*EXERCISE*: All lines from the line containing "Each instance gets a single point. Label the leafy" up to and including the last line of the listing below should be echoed exactly; no other lines belong in the response.

*INFORMATION SUPPLIED*:
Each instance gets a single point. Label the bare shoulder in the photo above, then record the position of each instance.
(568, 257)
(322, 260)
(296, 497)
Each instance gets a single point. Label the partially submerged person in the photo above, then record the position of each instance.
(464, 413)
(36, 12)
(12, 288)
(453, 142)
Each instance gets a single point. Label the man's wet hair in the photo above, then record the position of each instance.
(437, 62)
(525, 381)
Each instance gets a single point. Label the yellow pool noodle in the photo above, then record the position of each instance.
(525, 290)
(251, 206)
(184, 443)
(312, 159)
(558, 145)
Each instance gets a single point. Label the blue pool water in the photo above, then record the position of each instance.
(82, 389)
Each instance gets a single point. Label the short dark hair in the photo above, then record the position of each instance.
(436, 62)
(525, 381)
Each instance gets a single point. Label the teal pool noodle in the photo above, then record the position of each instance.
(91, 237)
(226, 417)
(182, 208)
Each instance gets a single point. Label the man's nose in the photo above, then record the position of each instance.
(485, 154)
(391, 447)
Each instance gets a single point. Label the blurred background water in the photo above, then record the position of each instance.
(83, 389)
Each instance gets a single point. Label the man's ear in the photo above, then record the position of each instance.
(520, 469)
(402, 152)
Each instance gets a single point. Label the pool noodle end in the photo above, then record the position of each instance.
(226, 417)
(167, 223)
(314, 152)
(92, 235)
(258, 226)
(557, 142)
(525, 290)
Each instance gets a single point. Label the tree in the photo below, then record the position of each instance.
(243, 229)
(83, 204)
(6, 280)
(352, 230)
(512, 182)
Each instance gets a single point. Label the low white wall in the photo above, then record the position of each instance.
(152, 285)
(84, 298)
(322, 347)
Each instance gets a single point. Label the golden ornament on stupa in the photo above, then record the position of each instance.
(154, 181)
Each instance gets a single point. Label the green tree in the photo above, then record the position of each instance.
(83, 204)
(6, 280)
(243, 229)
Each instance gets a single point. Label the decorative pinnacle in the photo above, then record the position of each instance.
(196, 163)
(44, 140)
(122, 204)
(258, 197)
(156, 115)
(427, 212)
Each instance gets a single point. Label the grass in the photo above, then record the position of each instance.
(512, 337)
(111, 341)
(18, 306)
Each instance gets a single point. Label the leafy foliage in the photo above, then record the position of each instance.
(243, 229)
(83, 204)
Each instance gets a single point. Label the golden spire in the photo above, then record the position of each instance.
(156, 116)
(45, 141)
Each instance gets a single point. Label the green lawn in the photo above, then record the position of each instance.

*TASK RESPONSE*:
Each instance gets a single point. Label the leafy foliage in the photo above, then record the position of each instance.
(243, 229)
(83, 204)
Each instance gets a single point. Label the golden spire in the photo above, then record the position of each instance.
(156, 116)
(45, 141)
Each instance gets a single point. Label the green lawn in the photo above, then record the position of each instance.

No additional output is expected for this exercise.